§ **The problem**: Exactly reproduce the lines that follow.

§ **Source records**:
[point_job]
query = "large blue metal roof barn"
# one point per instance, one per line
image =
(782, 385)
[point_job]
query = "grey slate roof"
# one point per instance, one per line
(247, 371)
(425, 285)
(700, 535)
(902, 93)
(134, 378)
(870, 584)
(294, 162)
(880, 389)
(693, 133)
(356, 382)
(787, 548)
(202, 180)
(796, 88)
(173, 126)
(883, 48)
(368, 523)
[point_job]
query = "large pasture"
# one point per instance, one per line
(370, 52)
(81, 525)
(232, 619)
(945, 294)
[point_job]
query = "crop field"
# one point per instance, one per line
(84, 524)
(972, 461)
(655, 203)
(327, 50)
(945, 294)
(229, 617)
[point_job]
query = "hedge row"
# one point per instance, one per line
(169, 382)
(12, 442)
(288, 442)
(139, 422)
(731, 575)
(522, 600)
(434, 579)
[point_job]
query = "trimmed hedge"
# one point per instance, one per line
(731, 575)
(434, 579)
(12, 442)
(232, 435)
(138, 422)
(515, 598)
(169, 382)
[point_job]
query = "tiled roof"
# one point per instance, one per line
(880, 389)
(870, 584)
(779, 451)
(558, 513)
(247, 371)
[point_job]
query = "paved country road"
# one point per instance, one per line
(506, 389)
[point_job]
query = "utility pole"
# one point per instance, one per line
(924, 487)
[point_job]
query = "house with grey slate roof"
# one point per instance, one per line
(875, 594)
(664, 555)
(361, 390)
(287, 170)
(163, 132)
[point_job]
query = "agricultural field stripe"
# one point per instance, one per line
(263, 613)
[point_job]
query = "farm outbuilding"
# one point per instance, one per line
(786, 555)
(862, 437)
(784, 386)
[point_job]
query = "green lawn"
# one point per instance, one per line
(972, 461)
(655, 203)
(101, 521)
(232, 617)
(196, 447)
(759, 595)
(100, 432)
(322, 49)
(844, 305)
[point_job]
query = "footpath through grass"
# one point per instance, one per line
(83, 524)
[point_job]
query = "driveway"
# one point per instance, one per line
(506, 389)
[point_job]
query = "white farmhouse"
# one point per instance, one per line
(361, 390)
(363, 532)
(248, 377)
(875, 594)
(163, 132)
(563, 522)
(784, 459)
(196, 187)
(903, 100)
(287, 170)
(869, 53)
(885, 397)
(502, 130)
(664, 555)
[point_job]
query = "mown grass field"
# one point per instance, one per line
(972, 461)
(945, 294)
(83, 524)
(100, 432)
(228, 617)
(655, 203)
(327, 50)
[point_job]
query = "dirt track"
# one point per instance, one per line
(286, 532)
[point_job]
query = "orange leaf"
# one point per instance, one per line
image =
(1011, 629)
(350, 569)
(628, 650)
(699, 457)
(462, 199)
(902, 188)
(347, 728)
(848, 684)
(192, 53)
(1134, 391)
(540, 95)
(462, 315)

§ **The completed task**:
[point_job]
query = "large blue metal roof barn"
# one point per instance, one per line
image =
(782, 385)
[point_job]
query = "grey slate roof"
# one point per instance, one per line
(247, 371)
(425, 285)
(700, 535)
(902, 93)
(134, 378)
(870, 584)
(294, 162)
(880, 389)
(693, 133)
(356, 382)
(787, 548)
(202, 180)
(796, 88)
(173, 126)
(883, 48)
(368, 523)
[point_job]
query = "large pasture"
# one point per instance, one per line
(370, 52)
(81, 525)
(232, 619)
(945, 294)
[point_job]
query = "crop field"
# one point per instance, one per line
(84, 524)
(972, 461)
(655, 203)
(327, 50)
(945, 294)
(229, 617)
[point_job]
query = "hedge row"
# one point per instance, one per line
(169, 382)
(12, 442)
(288, 442)
(139, 422)
(731, 575)
(522, 600)
(434, 579)
[point_job]
query = "trimmed hedge"
# one point per instance, one per line
(731, 575)
(434, 579)
(12, 442)
(232, 435)
(138, 422)
(515, 598)
(169, 382)
[point_job]
query = "tiled roof"
# one point per instance, one per line
(880, 389)
(870, 584)
(779, 451)
(558, 513)
(247, 371)
[point_job]
query = "paved country road"
# one point per instance, one per line
(506, 389)
[point_job]
query = "utility pole"
# one point per instance, one per line
(924, 487)
[point_job]
query = "house with grey slate roof"
# one point per instance, one per line
(875, 594)
(664, 555)
(361, 390)
(287, 170)
(163, 132)
[point_job]
query = "agricultural field stripe"
# one point per instance, one per line
(263, 613)
[point_job]
query = "farm outbuilding"
# one point per instance, one per line
(786, 555)
(862, 437)
(784, 386)
[point_job]
query = "green lawn"
# one point per instance, one per line
(972, 461)
(655, 203)
(101, 521)
(232, 617)
(196, 447)
(759, 595)
(100, 432)
(322, 49)
(844, 305)
[point_job]
query = "footpath through grass"
# one point per instance, one per line
(83, 524)
[point_job]
query = "driveway"
# one point per instance, one per line
(506, 389)
[point_job]
query = "white farmhouse"
# one point per instance, one per line
(361, 390)
(363, 532)
(248, 377)
(875, 594)
(163, 132)
(563, 522)
(784, 459)
(196, 187)
(903, 100)
(287, 170)
(869, 53)
(885, 397)
(502, 130)
(664, 555)
[point_job]
query = "mown grass field"
# one point per instance, one per line
(972, 461)
(945, 294)
(83, 524)
(100, 432)
(228, 617)
(655, 203)
(327, 50)
[point_job]
query = "dirt track"
# one point per instance, one per line
(286, 532)
[point_job]
query = "orange leaf"
# one point per instance, one per line
image =
(1011, 629)
(350, 569)
(628, 650)
(699, 457)
(462, 199)
(902, 188)
(347, 728)
(848, 684)
(192, 53)
(1134, 391)
(540, 95)
(462, 315)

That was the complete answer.